Reproduce the lines of the material below, word for word, from the line containing "the blue street sign" down to the line containing "x=371 y=493", including both of those lines.

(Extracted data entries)
========

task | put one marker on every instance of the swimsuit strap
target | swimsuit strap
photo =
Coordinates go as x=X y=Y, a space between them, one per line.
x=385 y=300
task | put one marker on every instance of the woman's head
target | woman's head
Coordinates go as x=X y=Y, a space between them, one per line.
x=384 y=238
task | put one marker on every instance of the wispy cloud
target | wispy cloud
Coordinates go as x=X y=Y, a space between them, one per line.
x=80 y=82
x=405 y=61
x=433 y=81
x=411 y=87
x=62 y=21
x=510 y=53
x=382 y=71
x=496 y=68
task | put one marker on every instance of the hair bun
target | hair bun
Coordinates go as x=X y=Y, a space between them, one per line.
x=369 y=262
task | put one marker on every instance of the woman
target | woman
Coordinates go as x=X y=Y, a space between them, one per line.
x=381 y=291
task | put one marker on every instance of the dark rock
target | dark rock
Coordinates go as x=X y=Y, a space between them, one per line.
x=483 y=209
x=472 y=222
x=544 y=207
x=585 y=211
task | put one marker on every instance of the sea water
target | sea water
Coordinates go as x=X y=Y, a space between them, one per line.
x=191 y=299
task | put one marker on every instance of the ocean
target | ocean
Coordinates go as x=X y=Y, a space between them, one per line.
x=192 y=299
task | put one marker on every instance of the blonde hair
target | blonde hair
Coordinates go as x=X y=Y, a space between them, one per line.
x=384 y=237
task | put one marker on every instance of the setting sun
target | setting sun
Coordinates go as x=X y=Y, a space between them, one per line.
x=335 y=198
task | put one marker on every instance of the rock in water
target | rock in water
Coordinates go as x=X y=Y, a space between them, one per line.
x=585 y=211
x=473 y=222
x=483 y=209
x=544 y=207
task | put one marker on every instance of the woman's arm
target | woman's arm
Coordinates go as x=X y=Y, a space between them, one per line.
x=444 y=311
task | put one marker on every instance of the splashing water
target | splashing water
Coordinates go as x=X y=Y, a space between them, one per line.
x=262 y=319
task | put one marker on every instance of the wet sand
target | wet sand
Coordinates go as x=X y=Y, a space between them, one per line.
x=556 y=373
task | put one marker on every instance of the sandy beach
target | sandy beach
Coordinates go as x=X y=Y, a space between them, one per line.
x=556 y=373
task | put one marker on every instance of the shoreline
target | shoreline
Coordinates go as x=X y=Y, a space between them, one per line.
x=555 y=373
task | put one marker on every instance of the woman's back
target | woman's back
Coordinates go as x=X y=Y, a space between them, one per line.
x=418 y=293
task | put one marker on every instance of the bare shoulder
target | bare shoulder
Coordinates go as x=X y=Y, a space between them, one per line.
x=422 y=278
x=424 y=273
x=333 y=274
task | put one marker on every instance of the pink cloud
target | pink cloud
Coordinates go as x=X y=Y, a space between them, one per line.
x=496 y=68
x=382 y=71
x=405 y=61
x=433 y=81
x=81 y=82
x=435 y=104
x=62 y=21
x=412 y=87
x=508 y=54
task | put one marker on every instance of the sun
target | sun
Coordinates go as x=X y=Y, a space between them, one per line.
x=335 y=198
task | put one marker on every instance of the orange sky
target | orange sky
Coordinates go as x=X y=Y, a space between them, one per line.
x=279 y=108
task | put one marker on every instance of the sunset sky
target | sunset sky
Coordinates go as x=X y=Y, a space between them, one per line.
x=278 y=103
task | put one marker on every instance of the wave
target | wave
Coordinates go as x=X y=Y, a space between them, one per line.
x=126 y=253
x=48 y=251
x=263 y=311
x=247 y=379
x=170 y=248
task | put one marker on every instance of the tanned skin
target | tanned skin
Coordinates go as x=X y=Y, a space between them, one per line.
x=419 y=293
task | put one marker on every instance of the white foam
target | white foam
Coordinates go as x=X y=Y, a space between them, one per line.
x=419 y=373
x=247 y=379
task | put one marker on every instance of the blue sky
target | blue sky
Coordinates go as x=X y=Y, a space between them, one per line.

========

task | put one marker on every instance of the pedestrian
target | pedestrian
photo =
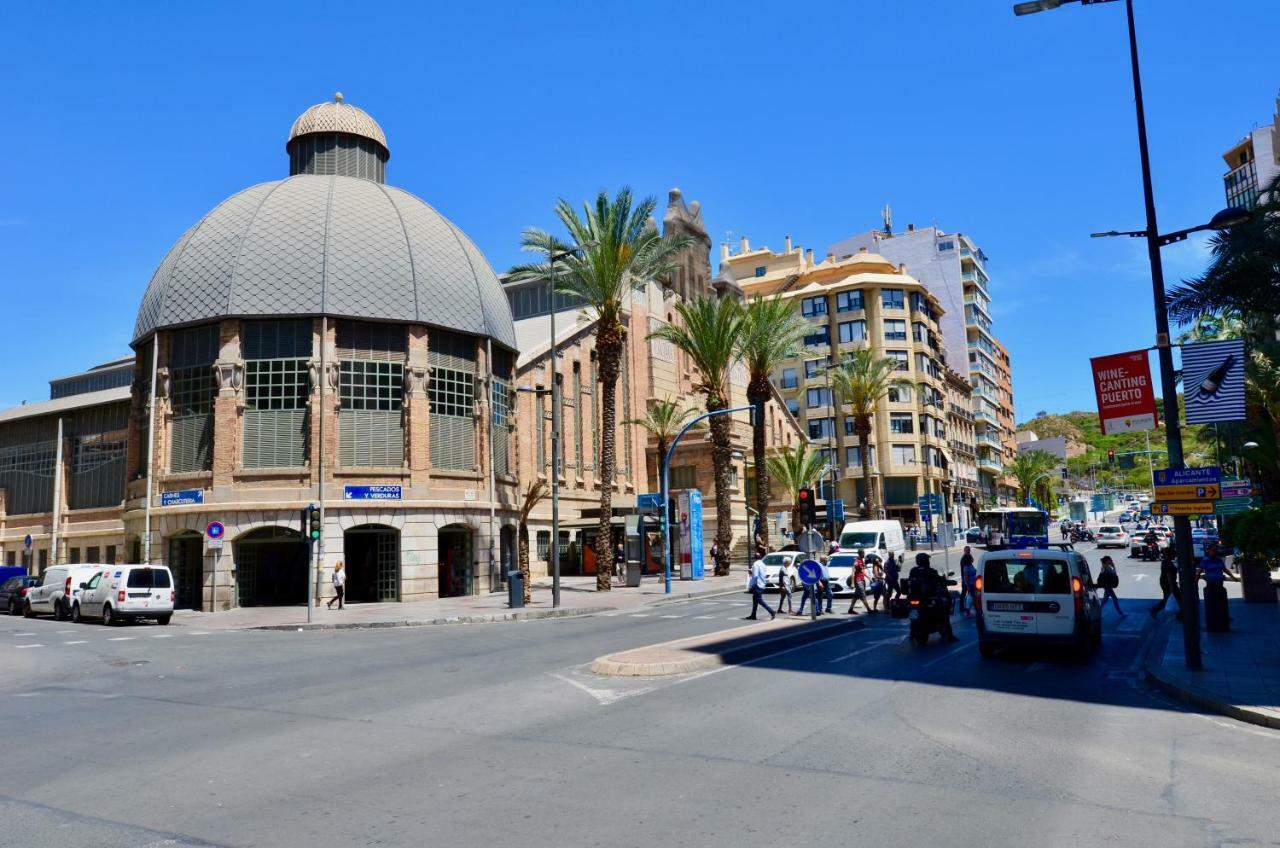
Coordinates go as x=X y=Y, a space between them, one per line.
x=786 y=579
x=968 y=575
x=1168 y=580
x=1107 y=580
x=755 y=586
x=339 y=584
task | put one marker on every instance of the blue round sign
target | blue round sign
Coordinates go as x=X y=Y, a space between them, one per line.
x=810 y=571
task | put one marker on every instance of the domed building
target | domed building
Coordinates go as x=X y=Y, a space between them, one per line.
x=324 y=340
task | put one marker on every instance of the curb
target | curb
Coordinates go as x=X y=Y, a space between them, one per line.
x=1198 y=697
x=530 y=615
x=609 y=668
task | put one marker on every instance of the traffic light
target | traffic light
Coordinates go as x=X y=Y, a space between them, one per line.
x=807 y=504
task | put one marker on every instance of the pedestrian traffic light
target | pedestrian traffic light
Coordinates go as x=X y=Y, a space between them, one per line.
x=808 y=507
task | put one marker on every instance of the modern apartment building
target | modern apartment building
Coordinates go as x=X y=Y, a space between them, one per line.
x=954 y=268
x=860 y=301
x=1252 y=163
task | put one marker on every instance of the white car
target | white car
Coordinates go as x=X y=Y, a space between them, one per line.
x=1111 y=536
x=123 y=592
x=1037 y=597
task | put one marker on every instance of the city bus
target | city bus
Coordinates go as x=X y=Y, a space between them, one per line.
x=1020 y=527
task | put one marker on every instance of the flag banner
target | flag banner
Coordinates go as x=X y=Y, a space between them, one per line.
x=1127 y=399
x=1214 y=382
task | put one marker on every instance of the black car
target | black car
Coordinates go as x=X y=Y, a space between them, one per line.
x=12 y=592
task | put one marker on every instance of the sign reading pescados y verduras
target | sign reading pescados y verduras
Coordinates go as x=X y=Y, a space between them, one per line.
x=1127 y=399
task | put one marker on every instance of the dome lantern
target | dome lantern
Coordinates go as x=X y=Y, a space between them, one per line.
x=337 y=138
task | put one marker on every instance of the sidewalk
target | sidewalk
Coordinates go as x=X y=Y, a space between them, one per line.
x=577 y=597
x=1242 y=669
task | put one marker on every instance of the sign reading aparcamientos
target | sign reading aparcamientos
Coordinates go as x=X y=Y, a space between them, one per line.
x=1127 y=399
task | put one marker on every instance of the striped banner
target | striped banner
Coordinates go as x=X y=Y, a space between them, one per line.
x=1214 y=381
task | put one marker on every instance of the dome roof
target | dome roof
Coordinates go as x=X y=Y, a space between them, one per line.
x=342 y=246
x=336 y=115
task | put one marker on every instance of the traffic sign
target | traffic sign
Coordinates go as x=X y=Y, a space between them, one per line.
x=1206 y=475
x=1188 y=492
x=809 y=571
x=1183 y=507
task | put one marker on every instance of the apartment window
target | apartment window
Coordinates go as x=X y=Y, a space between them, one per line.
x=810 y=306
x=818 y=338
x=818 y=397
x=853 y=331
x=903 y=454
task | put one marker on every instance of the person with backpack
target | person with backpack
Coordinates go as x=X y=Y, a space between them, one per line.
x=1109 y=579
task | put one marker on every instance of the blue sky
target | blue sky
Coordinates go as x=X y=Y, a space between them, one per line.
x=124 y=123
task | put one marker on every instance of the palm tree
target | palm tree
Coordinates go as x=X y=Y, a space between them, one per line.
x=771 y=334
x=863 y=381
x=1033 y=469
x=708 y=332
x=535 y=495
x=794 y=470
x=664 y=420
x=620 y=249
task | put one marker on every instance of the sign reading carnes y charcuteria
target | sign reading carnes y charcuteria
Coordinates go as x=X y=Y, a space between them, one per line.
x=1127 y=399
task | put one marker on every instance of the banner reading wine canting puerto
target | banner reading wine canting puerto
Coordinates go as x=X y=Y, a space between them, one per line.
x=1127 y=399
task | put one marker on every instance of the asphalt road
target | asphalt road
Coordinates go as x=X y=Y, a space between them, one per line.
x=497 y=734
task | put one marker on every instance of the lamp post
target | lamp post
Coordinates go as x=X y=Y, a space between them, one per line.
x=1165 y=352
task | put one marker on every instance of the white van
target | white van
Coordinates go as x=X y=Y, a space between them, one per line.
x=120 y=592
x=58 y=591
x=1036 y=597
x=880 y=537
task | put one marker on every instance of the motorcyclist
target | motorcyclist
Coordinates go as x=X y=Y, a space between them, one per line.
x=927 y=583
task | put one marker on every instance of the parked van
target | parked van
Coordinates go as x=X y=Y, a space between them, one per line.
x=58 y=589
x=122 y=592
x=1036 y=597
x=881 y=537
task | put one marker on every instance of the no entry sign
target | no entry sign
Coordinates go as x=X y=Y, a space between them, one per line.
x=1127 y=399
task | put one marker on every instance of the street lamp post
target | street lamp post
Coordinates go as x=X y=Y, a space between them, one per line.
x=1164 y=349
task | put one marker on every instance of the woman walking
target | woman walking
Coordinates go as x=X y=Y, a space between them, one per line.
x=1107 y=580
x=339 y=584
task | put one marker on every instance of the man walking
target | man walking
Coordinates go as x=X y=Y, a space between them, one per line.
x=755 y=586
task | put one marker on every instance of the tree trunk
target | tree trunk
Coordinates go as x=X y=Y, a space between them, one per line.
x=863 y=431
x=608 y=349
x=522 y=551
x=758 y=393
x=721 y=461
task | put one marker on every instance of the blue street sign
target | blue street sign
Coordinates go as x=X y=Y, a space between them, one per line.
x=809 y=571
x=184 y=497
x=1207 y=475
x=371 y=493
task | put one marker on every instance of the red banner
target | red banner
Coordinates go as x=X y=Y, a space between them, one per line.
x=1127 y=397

========

EXERCISE OUTPUT.
task | put one marker on every instance of the blue street sign
target | blue street sign
Coordinates go as x=X y=Y, a space between them, one per line.
x=809 y=571
x=184 y=497
x=1207 y=475
x=371 y=493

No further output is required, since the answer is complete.